• Provided material:

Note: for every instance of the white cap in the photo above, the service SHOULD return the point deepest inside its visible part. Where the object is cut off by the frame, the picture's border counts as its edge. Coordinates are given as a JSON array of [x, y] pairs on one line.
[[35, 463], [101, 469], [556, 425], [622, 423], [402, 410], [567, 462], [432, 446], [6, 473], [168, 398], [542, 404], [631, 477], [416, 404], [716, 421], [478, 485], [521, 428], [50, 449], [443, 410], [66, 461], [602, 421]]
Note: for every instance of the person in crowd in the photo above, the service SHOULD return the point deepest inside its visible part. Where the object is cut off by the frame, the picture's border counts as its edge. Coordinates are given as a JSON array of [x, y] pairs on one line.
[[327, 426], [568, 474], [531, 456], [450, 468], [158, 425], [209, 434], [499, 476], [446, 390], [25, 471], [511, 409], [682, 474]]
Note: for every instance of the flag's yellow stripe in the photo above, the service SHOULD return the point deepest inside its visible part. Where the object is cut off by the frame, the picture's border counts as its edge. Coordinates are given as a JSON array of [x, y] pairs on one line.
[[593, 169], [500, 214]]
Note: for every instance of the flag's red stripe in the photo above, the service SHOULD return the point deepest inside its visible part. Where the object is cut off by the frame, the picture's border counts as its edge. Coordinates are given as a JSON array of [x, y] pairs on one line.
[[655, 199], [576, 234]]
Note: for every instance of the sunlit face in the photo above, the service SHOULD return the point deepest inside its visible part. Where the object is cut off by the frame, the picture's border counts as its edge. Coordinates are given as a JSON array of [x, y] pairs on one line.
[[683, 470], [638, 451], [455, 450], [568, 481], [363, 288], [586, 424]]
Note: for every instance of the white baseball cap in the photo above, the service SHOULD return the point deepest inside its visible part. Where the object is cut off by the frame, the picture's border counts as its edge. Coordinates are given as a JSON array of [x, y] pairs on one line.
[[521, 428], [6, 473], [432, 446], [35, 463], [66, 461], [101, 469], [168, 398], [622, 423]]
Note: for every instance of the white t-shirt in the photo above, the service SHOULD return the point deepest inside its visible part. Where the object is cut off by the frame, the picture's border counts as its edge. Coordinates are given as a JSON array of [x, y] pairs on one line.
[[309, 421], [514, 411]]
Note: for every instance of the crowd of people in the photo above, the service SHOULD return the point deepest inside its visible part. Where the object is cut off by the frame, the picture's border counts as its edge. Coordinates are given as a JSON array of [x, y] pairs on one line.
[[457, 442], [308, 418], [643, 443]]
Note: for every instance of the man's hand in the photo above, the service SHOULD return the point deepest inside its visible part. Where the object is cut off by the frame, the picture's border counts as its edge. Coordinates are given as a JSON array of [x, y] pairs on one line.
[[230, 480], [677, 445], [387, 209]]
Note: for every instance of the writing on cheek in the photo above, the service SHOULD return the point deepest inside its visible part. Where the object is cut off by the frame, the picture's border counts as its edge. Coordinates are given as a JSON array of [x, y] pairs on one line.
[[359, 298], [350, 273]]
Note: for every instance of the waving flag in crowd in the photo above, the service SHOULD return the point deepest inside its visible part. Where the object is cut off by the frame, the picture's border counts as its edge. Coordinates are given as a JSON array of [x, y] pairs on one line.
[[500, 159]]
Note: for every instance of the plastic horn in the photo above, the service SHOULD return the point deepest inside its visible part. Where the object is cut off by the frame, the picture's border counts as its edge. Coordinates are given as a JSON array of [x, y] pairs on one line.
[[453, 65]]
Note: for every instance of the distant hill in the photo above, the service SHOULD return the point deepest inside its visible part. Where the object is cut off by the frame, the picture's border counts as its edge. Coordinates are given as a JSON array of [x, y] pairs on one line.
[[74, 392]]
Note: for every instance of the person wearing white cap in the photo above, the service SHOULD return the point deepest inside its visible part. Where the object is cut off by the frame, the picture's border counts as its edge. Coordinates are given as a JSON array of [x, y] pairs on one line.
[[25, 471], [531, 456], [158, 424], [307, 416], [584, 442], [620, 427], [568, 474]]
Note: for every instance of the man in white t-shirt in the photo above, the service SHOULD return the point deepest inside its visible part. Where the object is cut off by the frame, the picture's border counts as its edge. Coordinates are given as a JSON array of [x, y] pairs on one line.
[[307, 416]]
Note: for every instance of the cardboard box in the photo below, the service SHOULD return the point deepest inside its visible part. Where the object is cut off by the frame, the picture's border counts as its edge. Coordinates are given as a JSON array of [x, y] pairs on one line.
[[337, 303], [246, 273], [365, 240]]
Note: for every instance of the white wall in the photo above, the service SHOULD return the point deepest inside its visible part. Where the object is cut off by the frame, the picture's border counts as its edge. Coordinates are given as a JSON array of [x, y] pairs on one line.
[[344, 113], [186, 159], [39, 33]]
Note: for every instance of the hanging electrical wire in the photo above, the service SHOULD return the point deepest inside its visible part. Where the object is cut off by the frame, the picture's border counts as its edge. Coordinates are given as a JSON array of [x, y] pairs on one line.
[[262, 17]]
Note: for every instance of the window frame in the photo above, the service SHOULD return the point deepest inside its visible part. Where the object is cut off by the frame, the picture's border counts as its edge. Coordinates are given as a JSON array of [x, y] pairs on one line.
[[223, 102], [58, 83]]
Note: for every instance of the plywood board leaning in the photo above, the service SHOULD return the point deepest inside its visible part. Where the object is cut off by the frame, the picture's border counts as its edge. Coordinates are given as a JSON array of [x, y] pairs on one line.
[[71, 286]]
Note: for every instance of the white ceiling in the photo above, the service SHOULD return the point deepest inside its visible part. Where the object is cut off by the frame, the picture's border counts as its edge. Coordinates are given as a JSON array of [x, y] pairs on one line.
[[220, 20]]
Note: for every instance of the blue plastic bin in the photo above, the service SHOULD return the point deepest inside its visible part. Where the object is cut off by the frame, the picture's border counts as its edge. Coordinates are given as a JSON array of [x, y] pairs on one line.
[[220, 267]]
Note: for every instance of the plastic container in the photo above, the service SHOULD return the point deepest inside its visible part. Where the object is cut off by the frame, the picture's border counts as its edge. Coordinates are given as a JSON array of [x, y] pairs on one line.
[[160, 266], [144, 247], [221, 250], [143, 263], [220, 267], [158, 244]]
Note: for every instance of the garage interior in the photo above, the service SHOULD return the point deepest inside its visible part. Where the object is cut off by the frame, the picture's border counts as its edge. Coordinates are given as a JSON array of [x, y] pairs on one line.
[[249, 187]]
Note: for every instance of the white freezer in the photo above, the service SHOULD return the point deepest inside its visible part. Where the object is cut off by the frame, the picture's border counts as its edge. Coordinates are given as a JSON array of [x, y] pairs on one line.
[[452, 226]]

• Task goal:
Copy the material from the line with "Note: for every instance of the crowd" up to and including the line with "[[457, 442], [308, 418], [643, 443]]", keeping the request lines as they are and raising every coordinate value in the answers by 113.

• Completed exercise:
Note: for every instance of the crowd of people in the photo above, the service SHOULD return the point deepest inside its visible part. Where the object is cut off by the frame, the picture's border counts as its edge. Coordinates are given as a JSON array of [x, y] pairs on one line.
[[570, 555], [421, 531], [756, 556]]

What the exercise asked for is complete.